Dataset:
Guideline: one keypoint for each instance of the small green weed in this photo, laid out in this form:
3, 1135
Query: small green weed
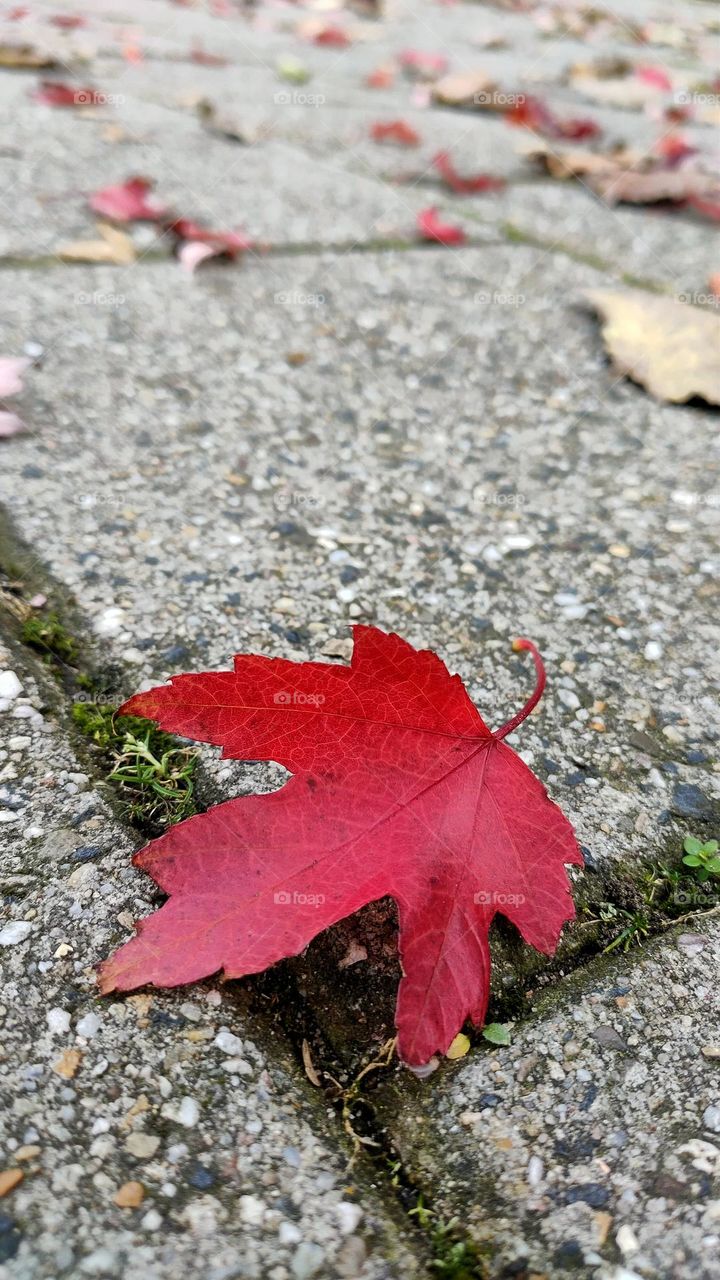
153, 775
702, 858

Problem:
Repeat all the data as it stands, dropping any images it holds.

The result:
Guideline: one keypoint for each instance of the small green weed in this photo, laid out in this form:
3, 1135
Query: small green weed
153, 775
702, 858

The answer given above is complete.